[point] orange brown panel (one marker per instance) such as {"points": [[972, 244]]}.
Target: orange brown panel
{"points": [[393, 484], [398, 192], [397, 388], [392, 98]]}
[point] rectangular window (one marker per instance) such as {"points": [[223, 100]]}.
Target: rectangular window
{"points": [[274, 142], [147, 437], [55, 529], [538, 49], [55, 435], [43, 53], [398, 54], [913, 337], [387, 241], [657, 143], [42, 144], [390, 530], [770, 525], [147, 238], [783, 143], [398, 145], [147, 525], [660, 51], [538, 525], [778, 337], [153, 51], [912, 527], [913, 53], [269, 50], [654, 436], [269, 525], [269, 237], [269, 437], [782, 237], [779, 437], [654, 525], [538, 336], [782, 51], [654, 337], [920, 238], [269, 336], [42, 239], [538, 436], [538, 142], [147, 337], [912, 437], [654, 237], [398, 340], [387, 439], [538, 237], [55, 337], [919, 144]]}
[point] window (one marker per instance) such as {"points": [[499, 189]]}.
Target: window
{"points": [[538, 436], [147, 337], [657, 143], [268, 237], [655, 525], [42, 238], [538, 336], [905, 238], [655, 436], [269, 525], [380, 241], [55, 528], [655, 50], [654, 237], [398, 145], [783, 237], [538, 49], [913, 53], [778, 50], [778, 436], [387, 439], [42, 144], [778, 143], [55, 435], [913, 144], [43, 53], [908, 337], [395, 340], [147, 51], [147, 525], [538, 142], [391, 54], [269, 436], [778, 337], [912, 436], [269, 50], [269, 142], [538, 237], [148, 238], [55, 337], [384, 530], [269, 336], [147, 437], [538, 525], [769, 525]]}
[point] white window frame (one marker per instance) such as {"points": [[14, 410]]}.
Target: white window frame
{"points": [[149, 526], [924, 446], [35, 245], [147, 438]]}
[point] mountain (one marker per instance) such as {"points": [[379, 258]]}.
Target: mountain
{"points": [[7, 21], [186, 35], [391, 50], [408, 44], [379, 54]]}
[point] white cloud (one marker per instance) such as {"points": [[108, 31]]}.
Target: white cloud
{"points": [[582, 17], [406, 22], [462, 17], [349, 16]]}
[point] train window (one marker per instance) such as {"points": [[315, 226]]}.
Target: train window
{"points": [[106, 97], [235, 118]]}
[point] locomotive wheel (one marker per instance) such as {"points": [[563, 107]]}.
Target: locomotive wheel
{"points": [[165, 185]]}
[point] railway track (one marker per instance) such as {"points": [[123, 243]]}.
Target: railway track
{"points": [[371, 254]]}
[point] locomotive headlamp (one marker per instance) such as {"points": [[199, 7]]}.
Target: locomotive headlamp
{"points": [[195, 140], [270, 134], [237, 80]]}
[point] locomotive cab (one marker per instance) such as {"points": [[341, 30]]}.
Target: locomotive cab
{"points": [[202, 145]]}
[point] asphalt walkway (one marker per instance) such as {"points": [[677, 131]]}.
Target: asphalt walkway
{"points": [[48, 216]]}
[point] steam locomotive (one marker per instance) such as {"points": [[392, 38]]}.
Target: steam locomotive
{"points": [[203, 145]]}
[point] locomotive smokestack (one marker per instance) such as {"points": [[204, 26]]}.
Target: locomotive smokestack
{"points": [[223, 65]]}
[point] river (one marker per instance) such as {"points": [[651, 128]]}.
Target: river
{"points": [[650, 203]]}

● ● ● ● ●

▸ **What to do**
Write out every entry again exactly, please, with nothing missing.

▸ **Written response**
[point] orange brown panel (one marker per instance) such as {"points": [[972, 244]]}.
Target: orange brown panel
{"points": [[393, 484], [398, 192], [397, 388], [392, 98]]}
[point] rectangular window (one marker per instance) such as {"points": [[223, 100]]}.
Target: rectangular window
{"points": [[274, 142], [147, 437], [55, 529], [538, 49], [55, 435], [43, 53], [398, 54], [913, 337], [387, 241], [657, 143], [42, 144], [390, 530], [770, 525], [147, 238], [783, 143], [398, 145], [147, 525], [660, 51], [538, 525], [778, 337], [153, 51], [912, 527], [913, 53], [269, 50], [654, 436], [269, 525], [269, 237], [269, 437], [782, 237], [779, 437], [654, 525], [538, 336], [782, 51], [654, 337], [920, 238], [269, 336], [42, 239], [538, 436], [538, 142], [147, 337], [912, 437], [654, 237], [398, 340], [387, 439], [538, 237], [55, 337], [919, 144]]}
[point] window (one marker per instance) such as {"points": [[499, 189]]}.
Target: window
{"points": [[538, 436], [147, 337], [657, 143], [268, 237], [655, 525], [42, 238], [538, 336], [905, 238], [655, 436], [269, 525], [380, 241], [55, 528], [655, 50], [654, 237], [398, 145], [783, 237], [538, 49], [913, 53], [778, 50], [778, 436], [387, 439], [42, 144], [778, 143], [55, 435], [913, 144], [43, 53], [908, 337], [395, 340], [147, 51], [147, 525], [538, 142], [391, 54], [269, 436], [778, 337], [912, 436], [269, 50], [269, 142], [538, 237], [148, 238], [55, 337], [384, 530], [269, 336], [147, 437], [538, 525], [769, 525]]}
[point] white window frame (one marker per instance) such as {"points": [[14, 410]]}.
Target: white window frame
{"points": [[149, 526], [924, 446], [35, 245], [147, 438]]}
[point] mountain (one marker per instance) such as {"points": [[379, 258]]}.
Target: mountain
{"points": [[7, 21], [186, 35], [391, 50], [408, 44], [379, 54]]}
[point] white cloud (one marker per instance) such as {"points": [[108, 31]]}.
Target: white cloud
{"points": [[582, 17], [406, 22], [462, 17], [349, 16]]}
[point] train window (one marker per instance) such as {"points": [[315, 226]]}.
Target: train window
{"points": [[106, 97], [235, 118]]}
[point] locomotive wheel (one marker per instance) such as {"points": [[563, 107]]}.
Target: locomotive wheel
{"points": [[165, 185]]}
[point] railway track (one marker per instance) such as {"points": [[123, 243]]}.
Target: railway track
{"points": [[371, 254]]}
[point] locomotive headlamp (one marker per instance) such as {"points": [[199, 7]]}.
Target: locomotive headlamp
{"points": [[195, 140], [270, 134], [237, 80]]}
[point] locomotive cab (one marker per instance) such as {"points": [[341, 30]]}.
Target: locomotive cab
{"points": [[202, 145]]}
[point] asphalt walkway (one marker per instance) such as {"points": [[677, 131]]}.
Target: asphalt walkway
{"points": [[48, 216]]}
[point] steam locomotive (one marker per instance) such as {"points": [[392, 38]]}.
Target: steam locomotive
{"points": [[203, 145]]}
[point] locomotive smokestack (one marker per instance) such as {"points": [[204, 26]]}.
Target: locomotive smokestack
{"points": [[223, 65]]}
[point] river (one marker per instance) such as {"points": [[651, 128]]}.
Target: river
{"points": [[650, 203]]}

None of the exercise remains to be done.